_Text block_.
----------------
United States District Court, D. Massachusetts

December 26, 2017

AZAEL DYTHIAN PERALES, Plaintiff,
v.
CITY AND COUNTY OF SAN FRANCISCO SHERIFF'S DEPARTMENT, et al., Defendants.

          MEMORANDUM AND ORDER

          PATTI B. SARIS, CHIEF, U.S. DISTRICT JUDGE.

         For the reasons stated below, the Court dismisses this action.

         I. Background

         Pro se litigant Azael Dythian Perales, who provides a California mailing address and states that he is homeless, has filed a 177-page document that was docketed as a single complaint. He names over 250 defendants, most of whom he identifies as being employees or departments of the State of California, San Francisco County, Los Angeles County, and Orange County. Perales claims that the defendants are guilty of espionage, computer and bank fraud crimes, RICO crimes, and other misconduct.

         Perales seeks leave to proceed in forma pauperis.

         II. Discussion

         Where a litigant moves to proceed without prepayment of the filing fee, the Court conducts a preliminary review of the complaint and may dismiss if it is malicious, frivolous, fails to state a claim upon which relief may be granted, or seeks monetary relief against a defendant who is immune from such relief. See 28 U.S.C. § 1915(e)(2). “The term ‘frivolous' is used to denote not only a claim wholly lacking in merit but also a suit that, for whatever reason, clearly can't be maintained.” Okoro v. Bohman, 164 F.3d 1059, 1063 (7th Cir. 1999).
----------------
_Task requirements_.
A: According to the memorandum, how many pages long is the document Perales filed?
B: List every ground on which the memorandum says the Court may dismiss a complaint during its preliminary review.
C: Based on the memorandum, state whether each of the following agrees with it: (i) Perales provides a New York mailing address. (ii) Perales's filing was docketed as a single complaint. (iii) Perales seeks leave to proceed in forma pauperis.

_Segmentation labeling entries_.
----------------
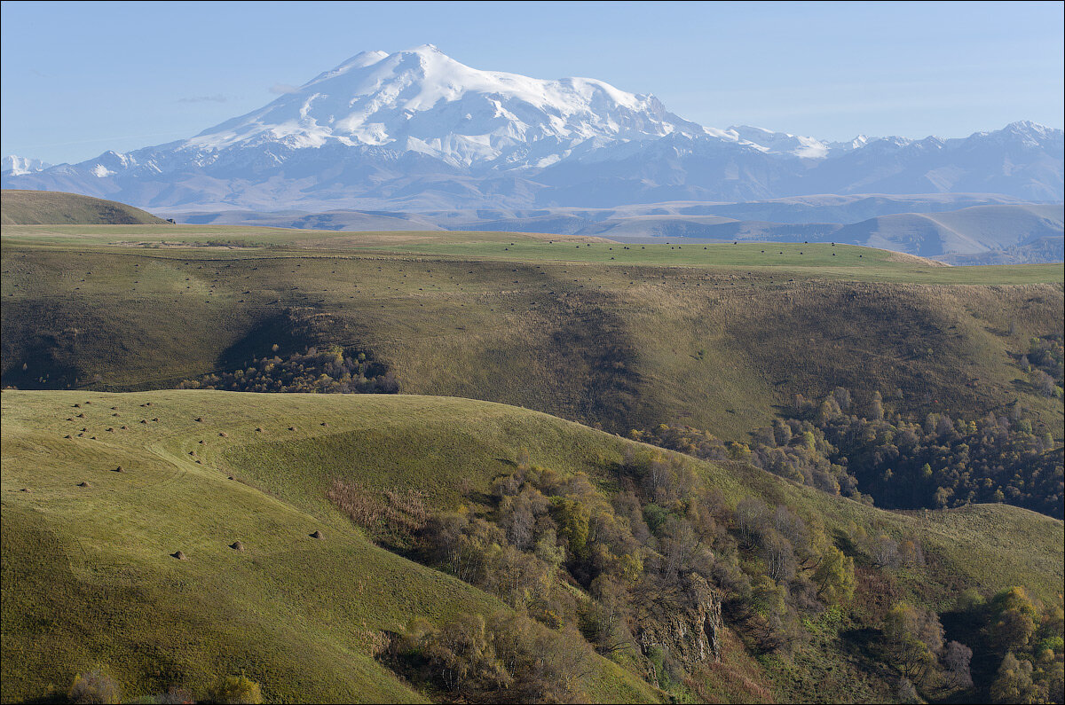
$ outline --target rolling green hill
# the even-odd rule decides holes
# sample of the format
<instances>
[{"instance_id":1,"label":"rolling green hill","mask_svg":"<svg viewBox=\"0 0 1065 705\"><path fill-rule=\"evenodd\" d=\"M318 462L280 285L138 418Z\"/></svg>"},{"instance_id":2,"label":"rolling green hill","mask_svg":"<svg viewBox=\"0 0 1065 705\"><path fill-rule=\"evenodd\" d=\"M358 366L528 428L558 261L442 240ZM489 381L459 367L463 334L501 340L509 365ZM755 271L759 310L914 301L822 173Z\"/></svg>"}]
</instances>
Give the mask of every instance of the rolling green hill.
<instances>
[{"instance_id":1,"label":"rolling green hill","mask_svg":"<svg viewBox=\"0 0 1065 705\"><path fill-rule=\"evenodd\" d=\"M1060 266L932 266L830 245L672 247L5 228L3 384L164 388L275 344L335 343L387 364L402 392L621 432L683 423L742 439L793 394L843 386L922 414L982 415L1019 399L1060 433L1060 404L1017 365L1030 337L1062 332ZM317 324L297 332L293 315Z\"/></svg>"},{"instance_id":2,"label":"rolling green hill","mask_svg":"<svg viewBox=\"0 0 1065 705\"><path fill-rule=\"evenodd\" d=\"M456 398L5 391L0 399L4 702L63 691L93 667L128 696L173 685L199 694L220 673L243 671L269 701L422 700L375 659L386 634L413 617L441 623L502 604L370 543L326 499L329 483L414 490L450 509L463 494L490 492L527 452L563 477L587 473L609 495L626 448L641 452L542 413ZM1060 521L1006 506L885 512L742 465L670 457L731 506L755 496L830 532L918 539L928 567L889 578L897 599L946 609L967 587L1025 585L1048 601L1060 591ZM758 665L734 639L726 635L724 666L700 676L707 692L735 692L740 669L772 698L825 696L832 678L820 669L852 678L861 662L846 640L815 639L790 663ZM886 676L862 677L846 699L888 696ZM600 657L580 687L599 702L662 698Z\"/></svg>"},{"instance_id":3,"label":"rolling green hill","mask_svg":"<svg viewBox=\"0 0 1065 705\"><path fill-rule=\"evenodd\" d=\"M374 660L382 630L502 603L374 546L310 477L265 468L251 475L226 460L264 442L328 441L359 419L414 429L420 406L439 406L354 400L278 395L249 406L246 396L211 392L5 392L2 700L65 689L97 663L134 694L180 685L202 695L219 672L244 671L272 701L424 700ZM64 421L79 403L84 419ZM325 419L333 428L323 433ZM83 426L92 427L83 437L64 438ZM407 462L416 465L416 455ZM232 473L241 481L227 479ZM315 530L325 539L311 538ZM229 547L235 541L242 552ZM178 551L185 560L171 557ZM586 681L597 700L657 700L602 659Z\"/></svg>"},{"instance_id":4,"label":"rolling green hill","mask_svg":"<svg viewBox=\"0 0 1065 705\"><path fill-rule=\"evenodd\" d=\"M0 191L0 223L9 225L160 225L147 211L58 191Z\"/></svg>"}]
</instances>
----------------
_Per-task outputs_.
A: 177 pages.

B:
- The complaint is malicious.
- It is frivolous.
- It fails to state a claim upon which relief may be granted.
- It seeks monetary relief against a defendant who is immune from such relief.

C:
(i) No: "who provides a California mailing address"
(ii) Yes: "a 177-page document that was docketed as a single complaint"
(iii) Yes: "Perales seeks leave to proceed in forma pauperis."